PROBLEM DESCRIPTION:
Report how many lines in the data below contain the word "laptop". Respond with the number alone.

— start PROVIDED MATERIAL —

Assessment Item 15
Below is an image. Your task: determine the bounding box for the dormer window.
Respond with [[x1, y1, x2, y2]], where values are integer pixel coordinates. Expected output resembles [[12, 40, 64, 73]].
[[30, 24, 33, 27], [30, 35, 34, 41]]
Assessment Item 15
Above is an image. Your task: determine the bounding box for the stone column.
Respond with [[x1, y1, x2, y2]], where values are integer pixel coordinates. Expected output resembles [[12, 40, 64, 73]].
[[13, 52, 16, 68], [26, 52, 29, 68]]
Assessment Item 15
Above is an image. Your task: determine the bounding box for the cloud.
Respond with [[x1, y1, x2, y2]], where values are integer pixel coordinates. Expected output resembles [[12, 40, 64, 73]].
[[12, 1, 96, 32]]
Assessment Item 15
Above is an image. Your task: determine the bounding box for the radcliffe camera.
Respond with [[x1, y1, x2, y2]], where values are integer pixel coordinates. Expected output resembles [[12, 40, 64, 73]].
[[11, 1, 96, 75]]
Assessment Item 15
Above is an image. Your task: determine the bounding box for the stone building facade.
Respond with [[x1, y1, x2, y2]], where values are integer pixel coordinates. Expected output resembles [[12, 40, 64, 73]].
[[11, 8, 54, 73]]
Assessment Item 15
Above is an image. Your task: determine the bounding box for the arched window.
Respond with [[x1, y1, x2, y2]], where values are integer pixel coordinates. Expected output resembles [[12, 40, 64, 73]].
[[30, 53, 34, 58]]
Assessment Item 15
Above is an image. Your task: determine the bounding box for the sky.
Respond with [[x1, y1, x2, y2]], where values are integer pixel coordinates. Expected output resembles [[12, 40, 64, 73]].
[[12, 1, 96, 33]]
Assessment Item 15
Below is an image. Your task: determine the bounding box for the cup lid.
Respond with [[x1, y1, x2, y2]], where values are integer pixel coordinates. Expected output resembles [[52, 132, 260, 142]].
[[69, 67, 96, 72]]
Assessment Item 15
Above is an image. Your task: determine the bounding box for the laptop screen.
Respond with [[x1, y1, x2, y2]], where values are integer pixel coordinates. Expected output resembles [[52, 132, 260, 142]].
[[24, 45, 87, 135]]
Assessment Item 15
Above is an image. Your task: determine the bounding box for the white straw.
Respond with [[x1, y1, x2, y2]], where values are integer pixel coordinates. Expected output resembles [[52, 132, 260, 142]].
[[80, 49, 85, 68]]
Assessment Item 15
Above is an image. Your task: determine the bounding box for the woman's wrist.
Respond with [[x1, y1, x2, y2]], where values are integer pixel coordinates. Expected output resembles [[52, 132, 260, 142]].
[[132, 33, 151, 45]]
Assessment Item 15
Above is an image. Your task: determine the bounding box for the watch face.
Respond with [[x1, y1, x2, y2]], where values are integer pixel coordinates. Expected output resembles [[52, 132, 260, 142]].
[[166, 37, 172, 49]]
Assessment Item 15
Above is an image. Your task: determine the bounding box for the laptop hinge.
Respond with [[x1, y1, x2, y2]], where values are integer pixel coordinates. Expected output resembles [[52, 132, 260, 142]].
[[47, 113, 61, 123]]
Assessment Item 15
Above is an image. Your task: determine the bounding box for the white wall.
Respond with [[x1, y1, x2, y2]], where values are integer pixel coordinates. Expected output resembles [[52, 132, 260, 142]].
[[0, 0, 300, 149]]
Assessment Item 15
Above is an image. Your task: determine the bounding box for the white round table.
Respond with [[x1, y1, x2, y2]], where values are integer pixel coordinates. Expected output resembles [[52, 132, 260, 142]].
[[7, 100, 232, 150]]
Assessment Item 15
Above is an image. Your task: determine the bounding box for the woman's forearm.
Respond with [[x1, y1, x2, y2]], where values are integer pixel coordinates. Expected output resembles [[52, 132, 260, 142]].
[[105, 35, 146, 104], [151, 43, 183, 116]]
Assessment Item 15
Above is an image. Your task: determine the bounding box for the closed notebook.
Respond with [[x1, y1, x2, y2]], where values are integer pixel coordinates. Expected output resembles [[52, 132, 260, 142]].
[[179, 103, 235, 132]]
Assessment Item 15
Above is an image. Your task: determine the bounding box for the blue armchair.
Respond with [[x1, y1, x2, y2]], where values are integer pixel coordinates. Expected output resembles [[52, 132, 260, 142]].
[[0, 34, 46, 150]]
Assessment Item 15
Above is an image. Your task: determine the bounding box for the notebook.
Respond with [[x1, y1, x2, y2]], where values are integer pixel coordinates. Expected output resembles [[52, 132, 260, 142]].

— end PROVIDED MATERIAL —

WORKED ANSWER:
2